Top of Data to examine

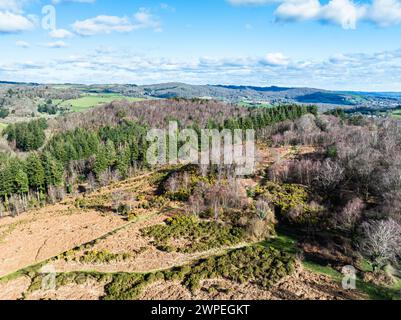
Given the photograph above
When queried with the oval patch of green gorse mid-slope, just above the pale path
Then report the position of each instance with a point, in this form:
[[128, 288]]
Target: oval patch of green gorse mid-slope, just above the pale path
[[199, 235]]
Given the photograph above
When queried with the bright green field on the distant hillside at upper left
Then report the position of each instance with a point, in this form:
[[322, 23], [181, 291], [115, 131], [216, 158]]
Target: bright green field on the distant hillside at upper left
[[91, 101]]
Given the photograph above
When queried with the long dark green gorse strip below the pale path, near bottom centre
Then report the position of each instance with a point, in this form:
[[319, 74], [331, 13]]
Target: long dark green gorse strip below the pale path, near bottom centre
[[258, 265]]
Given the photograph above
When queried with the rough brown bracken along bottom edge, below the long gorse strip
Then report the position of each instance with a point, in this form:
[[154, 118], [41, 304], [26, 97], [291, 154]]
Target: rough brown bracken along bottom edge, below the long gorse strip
[[302, 285]]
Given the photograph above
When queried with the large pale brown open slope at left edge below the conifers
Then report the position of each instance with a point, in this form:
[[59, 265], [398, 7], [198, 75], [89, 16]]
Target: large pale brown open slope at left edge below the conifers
[[47, 232]]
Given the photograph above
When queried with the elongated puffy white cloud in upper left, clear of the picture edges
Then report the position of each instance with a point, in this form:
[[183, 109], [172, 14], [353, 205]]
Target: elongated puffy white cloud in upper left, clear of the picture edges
[[143, 19]]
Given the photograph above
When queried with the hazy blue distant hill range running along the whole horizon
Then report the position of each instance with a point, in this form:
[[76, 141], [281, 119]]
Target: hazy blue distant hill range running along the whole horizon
[[251, 95]]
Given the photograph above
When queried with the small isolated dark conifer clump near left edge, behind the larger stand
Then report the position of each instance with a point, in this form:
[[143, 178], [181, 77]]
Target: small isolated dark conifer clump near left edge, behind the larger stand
[[27, 136]]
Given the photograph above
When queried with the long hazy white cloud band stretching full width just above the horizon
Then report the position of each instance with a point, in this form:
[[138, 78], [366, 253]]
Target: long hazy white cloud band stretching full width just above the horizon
[[380, 71]]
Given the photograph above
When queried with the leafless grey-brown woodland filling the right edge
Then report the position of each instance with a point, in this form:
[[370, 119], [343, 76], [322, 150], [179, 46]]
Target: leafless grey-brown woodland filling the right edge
[[352, 181]]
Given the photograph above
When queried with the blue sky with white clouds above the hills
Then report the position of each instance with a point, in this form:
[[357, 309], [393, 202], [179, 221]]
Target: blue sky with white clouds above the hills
[[331, 44]]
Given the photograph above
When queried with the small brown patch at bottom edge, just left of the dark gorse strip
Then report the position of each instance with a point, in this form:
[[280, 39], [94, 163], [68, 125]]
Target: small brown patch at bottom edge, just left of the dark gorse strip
[[90, 290]]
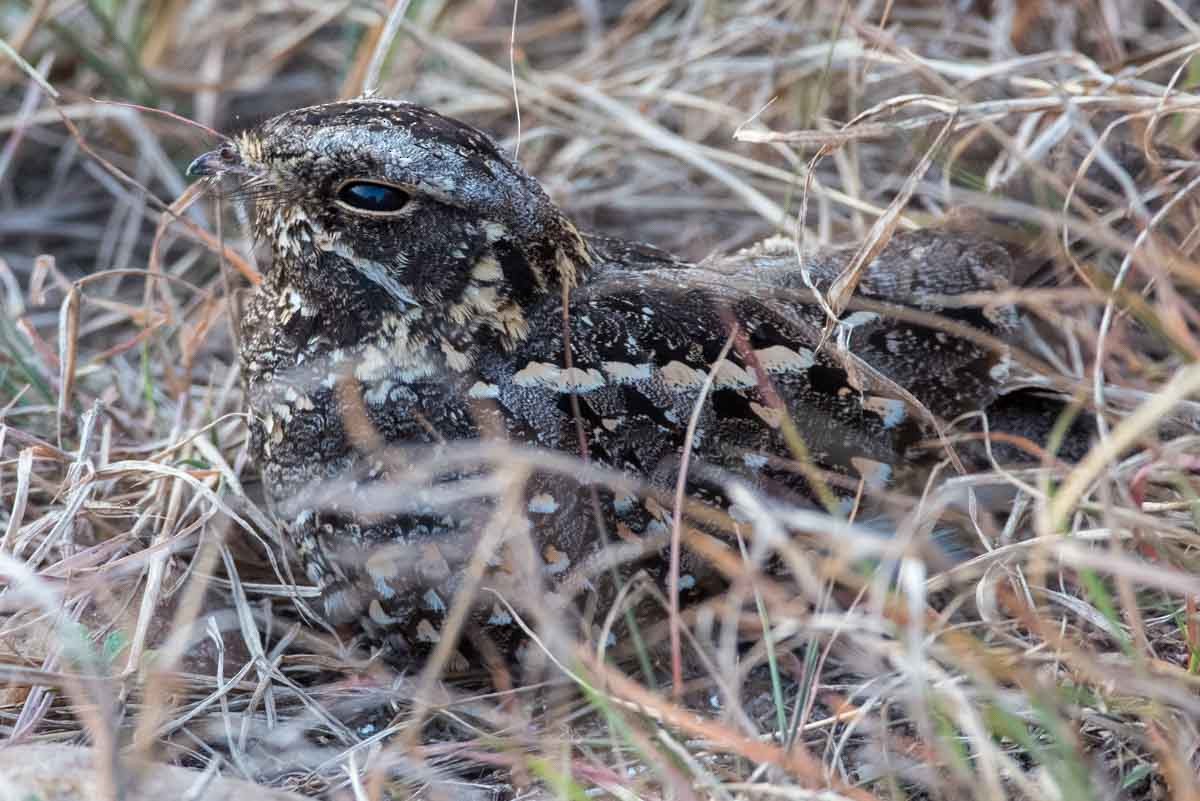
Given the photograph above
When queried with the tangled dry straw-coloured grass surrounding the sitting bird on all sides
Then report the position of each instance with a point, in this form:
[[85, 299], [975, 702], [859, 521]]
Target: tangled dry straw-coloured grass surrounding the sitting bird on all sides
[[148, 607]]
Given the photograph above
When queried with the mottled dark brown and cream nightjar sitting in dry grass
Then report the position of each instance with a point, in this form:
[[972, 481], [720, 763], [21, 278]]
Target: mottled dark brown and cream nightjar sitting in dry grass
[[417, 299]]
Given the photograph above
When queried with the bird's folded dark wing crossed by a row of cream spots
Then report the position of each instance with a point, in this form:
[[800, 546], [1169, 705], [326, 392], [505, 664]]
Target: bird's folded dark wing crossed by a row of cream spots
[[643, 346]]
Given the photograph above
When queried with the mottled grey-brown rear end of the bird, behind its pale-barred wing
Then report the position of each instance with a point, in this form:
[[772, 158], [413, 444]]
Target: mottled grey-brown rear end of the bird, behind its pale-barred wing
[[929, 311]]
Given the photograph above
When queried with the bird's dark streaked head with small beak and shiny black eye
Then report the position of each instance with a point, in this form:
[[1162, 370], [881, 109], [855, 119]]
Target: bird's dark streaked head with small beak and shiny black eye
[[406, 207]]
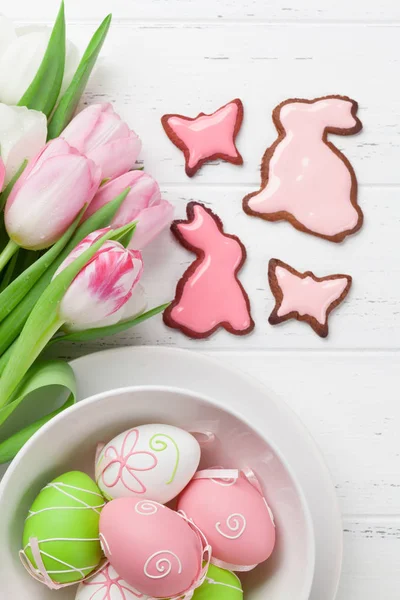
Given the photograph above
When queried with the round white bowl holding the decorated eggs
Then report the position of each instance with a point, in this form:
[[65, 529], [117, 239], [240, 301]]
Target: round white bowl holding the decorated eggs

Bottom of Data to examine

Task prompt:
The answer must be a single number: the count of lines in the entries that include "holding".

Your response:
2